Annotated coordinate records
☆ ☆ ☆ ☆ ☆
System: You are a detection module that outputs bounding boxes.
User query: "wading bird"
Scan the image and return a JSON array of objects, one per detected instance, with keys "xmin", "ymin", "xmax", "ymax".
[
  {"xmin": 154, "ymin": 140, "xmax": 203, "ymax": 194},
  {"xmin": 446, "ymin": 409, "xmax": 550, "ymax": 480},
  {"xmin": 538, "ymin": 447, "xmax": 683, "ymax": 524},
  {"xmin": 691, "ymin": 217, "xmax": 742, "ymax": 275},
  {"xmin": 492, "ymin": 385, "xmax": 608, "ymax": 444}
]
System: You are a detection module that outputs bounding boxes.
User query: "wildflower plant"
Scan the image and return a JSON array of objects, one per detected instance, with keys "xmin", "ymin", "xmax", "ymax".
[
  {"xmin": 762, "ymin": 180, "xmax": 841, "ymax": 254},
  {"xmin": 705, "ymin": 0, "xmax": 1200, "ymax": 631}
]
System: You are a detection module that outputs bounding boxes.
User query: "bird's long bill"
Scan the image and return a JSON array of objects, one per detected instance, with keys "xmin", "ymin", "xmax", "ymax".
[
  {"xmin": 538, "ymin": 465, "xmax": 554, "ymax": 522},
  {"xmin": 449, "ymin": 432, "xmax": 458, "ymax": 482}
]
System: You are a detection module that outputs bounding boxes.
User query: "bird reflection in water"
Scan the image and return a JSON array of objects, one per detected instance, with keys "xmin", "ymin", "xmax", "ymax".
☆ ☆ ☆ ☆ ☆
**PROBLEM STATEMENT**
Return each line from the listing above that contains the word "query".

**OUTPUT FOR THIS TASK**
User query: "wading bird"
User query: "wildflower plant"
User query: "bird's long bill"
User query: "bird reflection in water"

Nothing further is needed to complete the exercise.